Rescale the records below by reproducing every line, requests included, with each polygon vertex coordinate in the answers multiplied by 2.55. Round each result to the nearest whole number, rounding halves up.

════════════════════

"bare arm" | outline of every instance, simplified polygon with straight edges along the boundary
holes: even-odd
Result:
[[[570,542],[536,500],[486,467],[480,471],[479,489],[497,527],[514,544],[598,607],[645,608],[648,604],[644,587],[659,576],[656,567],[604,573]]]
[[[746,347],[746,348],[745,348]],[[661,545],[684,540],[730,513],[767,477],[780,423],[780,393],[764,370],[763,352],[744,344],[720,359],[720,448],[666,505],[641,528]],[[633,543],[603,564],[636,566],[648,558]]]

════════════════════

_Output_.
"bare arm" | outline of every instance, simplified polygon with straight edges along the boundary
holes: even-odd
Result:
[[[1454,1382],[1367,1275],[1239,1191],[1224,1201],[1221,1247],[1267,1344],[1311,1387],[1525,1548],[1645,1550],[1652,1540],[1642,1497],[1680,1469],[1673,1446],[1540,1461]]]
[[[1902,885],[1902,887],[1900,887]],[[1686,1390],[1744,1377],[1862,1308],[1956,1216],[1989,1079],[1989,1002],[1948,944],[1946,898],[1897,877],[1836,915],[1836,1142],[1698,1288],[1635,1346]],[[1614,1385],[1538,1438],[1622,1443],[1652,1423]]]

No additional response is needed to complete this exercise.